Entradas de um conjunto de dados
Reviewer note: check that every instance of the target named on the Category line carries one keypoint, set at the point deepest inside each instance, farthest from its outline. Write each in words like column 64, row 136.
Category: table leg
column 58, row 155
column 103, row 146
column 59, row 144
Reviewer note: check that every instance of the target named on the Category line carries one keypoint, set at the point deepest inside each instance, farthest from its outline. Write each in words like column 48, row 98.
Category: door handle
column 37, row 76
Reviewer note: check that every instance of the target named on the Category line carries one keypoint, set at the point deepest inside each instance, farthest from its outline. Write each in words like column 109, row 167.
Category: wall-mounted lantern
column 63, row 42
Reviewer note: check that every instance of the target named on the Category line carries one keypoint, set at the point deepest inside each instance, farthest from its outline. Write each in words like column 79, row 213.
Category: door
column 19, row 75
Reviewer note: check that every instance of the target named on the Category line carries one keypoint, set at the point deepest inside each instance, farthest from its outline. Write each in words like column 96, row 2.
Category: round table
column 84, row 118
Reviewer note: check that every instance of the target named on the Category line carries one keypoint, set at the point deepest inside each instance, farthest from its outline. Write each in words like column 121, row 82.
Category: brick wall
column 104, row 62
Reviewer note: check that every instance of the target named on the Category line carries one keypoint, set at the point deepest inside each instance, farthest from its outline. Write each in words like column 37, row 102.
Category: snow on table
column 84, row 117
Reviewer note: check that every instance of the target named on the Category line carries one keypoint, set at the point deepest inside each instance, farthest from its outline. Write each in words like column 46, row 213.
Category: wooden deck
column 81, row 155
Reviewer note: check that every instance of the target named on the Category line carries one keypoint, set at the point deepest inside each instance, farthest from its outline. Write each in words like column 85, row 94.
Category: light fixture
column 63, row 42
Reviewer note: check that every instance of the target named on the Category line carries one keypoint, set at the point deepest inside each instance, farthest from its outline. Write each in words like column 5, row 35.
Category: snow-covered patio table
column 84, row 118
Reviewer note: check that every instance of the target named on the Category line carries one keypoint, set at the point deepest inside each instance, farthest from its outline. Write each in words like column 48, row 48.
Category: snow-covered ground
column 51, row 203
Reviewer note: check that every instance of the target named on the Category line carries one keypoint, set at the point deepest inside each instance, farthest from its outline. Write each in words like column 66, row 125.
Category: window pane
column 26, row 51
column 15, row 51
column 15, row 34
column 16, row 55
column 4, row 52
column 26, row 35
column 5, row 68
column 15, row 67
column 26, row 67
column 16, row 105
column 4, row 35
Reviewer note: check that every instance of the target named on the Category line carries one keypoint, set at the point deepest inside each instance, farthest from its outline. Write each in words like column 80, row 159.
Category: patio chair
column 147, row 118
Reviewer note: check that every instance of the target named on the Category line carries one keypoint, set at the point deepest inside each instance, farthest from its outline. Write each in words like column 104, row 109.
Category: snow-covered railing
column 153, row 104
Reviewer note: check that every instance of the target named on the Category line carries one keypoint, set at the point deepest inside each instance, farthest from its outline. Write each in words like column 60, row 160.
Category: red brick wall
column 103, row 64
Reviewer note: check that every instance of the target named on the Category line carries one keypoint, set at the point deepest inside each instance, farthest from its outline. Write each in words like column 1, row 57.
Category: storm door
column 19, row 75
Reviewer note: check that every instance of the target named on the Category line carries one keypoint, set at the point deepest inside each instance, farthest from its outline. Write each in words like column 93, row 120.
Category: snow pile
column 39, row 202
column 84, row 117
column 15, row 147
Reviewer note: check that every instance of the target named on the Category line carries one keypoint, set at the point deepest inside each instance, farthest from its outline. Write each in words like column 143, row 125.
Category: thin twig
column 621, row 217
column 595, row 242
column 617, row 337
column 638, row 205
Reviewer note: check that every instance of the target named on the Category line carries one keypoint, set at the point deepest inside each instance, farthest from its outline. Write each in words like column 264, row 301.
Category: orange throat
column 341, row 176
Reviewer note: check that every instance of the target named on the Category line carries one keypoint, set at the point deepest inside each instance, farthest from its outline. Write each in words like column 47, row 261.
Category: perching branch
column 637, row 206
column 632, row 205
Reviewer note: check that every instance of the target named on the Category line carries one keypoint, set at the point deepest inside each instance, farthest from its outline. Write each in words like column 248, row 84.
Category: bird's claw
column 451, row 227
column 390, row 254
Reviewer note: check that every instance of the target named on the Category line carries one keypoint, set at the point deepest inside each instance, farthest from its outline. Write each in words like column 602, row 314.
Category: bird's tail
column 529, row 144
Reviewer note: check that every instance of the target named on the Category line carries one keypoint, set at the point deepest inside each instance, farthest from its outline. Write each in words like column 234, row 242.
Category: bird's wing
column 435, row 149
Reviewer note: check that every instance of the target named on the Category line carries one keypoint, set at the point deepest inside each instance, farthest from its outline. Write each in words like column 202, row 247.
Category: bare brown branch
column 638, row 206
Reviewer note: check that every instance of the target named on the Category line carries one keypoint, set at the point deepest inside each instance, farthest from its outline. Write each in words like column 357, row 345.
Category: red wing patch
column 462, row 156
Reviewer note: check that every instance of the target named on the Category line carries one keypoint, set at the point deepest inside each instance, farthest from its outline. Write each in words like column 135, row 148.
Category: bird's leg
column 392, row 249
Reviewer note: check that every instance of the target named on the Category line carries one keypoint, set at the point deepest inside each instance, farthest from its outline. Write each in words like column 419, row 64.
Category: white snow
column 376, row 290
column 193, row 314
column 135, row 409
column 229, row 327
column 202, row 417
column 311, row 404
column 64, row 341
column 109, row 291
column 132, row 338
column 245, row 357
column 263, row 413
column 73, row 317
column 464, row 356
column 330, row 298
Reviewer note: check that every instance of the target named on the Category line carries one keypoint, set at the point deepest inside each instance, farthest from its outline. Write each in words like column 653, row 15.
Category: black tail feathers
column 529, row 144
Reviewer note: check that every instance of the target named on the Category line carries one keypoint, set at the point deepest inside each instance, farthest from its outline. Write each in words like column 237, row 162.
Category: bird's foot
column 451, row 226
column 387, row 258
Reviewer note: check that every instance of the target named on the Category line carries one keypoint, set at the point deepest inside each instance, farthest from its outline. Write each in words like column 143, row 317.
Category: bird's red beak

◆ **DESCRIÇÃO DO EXERCÍCIO**:
Troque cada ocorrência de "Reviewer note" por "Annotator note" em toda a listagem acima. Reproduza as linhas com todo o resto inalterado.

◆ **SOLUÇÃO ESCRITA**:
Annotator note: check that every instance of the target named on the Category line carries one keypoint, set at the point deepest inside each instance, farthest from its outline. Write each in words like column 64, row 136.
Category: table leg
column 58, row 155
column 103, row 146
column 59, row 144
Annotator note: check that every instance of the target named on the Category line carries one keypoint, set at the point deepest inside each instance, farthest from its outline. Write each in words like column 48, row 98.
Category: door handle
column 37, row 76
Annotator note: check that every instance of the target named on the Category line carries one keypoint, set at the point deepest inside each instance, farthest from its outline. Write each in words like column 109, row 167.
Category: wall-mounted lantern
column 63, row 42
Annotator note: check that every instance of the target named on the Category line carries one keypoint, set at the point deepest inside each instance, farthest from its outline. Write each in words like column 79, row 213.
Category: door
column 19, row 75
Annotator note: check that every instance of the target named on the Category line carries one keypoint, set at the point deepest inside each instance, farthest from its outline. Write each in words like column 96, row 2.
Category: round table
column 84, row 118
Annotator note: check that every instance of the target named on the Category line carries one keypoint, set at the point deepest inside each instance, farthest from its outline. Write each in words like column 121, row 82.
Category: brick wall
column 104, row 62
Annotator note: check that every instance of the target named on the Category line carries one keypoint, set at the point deepest inside each instance, farthest from its outline. Write each in words like column 37, row 102.
Category: snow on table
column 84, row 117
Annotator note: check that every instance of the target named on the Category line carries one keypoint, set at the point deepest inside each instance, farthest from its outline. Write each in words like column 46, row 213.
Category: wooden deck
column 81, row 155
Annotator note: check that every instance of the target named on the Category line carries one keypoint, set at the point deepest inside each instance, farthest from its outline. Write each in words like column 85, row 94.
Category: light fixture
column 63, row 42
Annotator note: check that every instance of the target named on the Category line carries one keypoint, set at the point deepest inside each instance, farthest from its outline. Write each in words like column 5, row 35.
Category: snow-covered patio table
column 84, row 118
Annotator note: check that every instance of the target named on the Category line carries one keypoint, set at the point deepest inside each instance, farthest from its outline. Write each in words like column 48, row 48.
Category: snow-covered ground
column 51, row 203
Annotator note: check that every instance of the target named on the Category line carries one keypoint, set at the point deepest inside each instance, farthest from its outline. Write each in words like column 66, row 125.
Category: window pane
column 26, row 51
column 15, row 51
column 15, row 34
column 16, row 55
column 4, row 52
column 26, row 35
column 5, row 68
column 15, row 67
column 26, row 67
column 16, row 105
column 4, row 35
Annotator note: check that every instance of the target named on the Category line carries one keypoint, set at the point deepest inside each instance, farthest from its outline. Write each in words like column 80, row 159.
Category: patio chair
column 147, row 118
Annotator note: check that every instance of the target named on the Category line carries one keypoint, set at the point deepest inside each instance, farthest from its outline. Write each in words like column 104, row 109.
Category: snow-covered railing
column 153, row 104
Annotator note: check that every instance of the target named on the Category line carries one keypoint, set at the point deepest inside each instance, farthest from its outline. Write each in words like column 60, row 160.
Category: red brick wall
column 103, row 64
Annotator note: check that every instance of the target named on the Category line carries one keypoint, set at the point deepest inside each instance, farthest from its outline. Write each in words like column 1, row 57.
Category: storm door
column 19, row 75
Annotator note: check that every instance of the target named on the Category line carries one keypoint, set at the point deepest inside each instance, farthest from its outline. Write each in words like column 93, row 120.
Category: snow pile
column 39, row 202
column 84, row 117
column 15, row 147
Annotator note: check that every instance of the target named on the Category line carries one keypoint, set at the point deepest inside each instance, farthest from its outline. Write each in words like column 143, row 125.
Category: thin twig
column 621, row 217
column 595, row 242
column 617, row 337
column 638, row 205
Annotator note: check that every instance of the target named on the Category line carries one keypoint, set at the point deepest inside each instance, farthest from its outline. Write each in words like column 264, row 301.
Category: orange throat
column 341, row 176
Annotator note: check that every instance of the target named on the Category line carries one keypoint, set at the point deepest inside each instance, farthest from its outline. Write each in words like column 47, row 261.
Category: perching branch
column 637, row 206
column 632, row 205
Annotator note: check that every instance of the target named on the Category line carries one keypoint, set at the point deepest inside each instance, farthest from its outline. Write each in words like column 248, row 84.
Category: bird's claw
column 451, row 227
column 390, row 254
Annotator note: check that every instance of the target named on the Category line carries one keypoint, set at the point deepest inside each instance, farthest from its outline. Write each in words like column 602, row 314.
Category: bird's tail
column 529, row 144
Annotator note: check that every instance of the target named on the Category line carries one keypoint, set at the point deepest inside each instance, farthest from its outline. Write each in words like column 234, row 242.
Category: bird's wing
column 435, row 149
Annotator note: check that every instance of the target named on the Category line carries one keypoint, set at the point deepest inside each instance, farthest from its outline. Write each in words like column 202, row 247.
Category: bare brown branch
column 638, row 206
Annotator note: check that every instance of the target named on the Category line carries one keypoint, set at the point deepest inside each instance, farthest from its outline. Write each in words like column 357, row 345.
Category: red wing patch
column 462, row 156
Annotator note: check that every instance of the target named on the Category line carries one keypoint, set at the point deepest inside each instance, farthest from its outline. Write each in words like column 135, row 148.
Category: bird's leg
column 392, row 249
Annotator note: check that every instance of the target named on the Category line carries one keypoint, set at the point deepest inside each instance, farthest from its outline. Write each in words like column 419, row 64.
Category: white snow
column 376, row 290
column 193, row 314
column 135, row 409
column 229, row 327
column 202, row 417
column 311, row 404
column 64, row 341
column 109, row 291
column 132, row 338
column 245, row 357
column 263, row 413
column 73, row 317
column 464, row 356
column 330, row 298
Annotator note: check that every instance of the target named on the Category line carries one keypoint, set at the point deepest inside each instance, farthest from its outline. Write each in words like column 653, row 15.
Category: black tail feathers
column 529, row 144
Annotator note: check that every instance of the target named on the Category line carries one keypoint, set at the point deepest inside each instance, farthest from its outline. Write each in words like column 237, row 162.
Category: bird's foot
column 451, row 226
column 387, row 258
Annotator note: check that every instance of the target named on the Category line carries one keypoint, set at the point deepest inside each instance, farthest from its outline. Write each in words like column 143, row 317.
Category: bird's red beak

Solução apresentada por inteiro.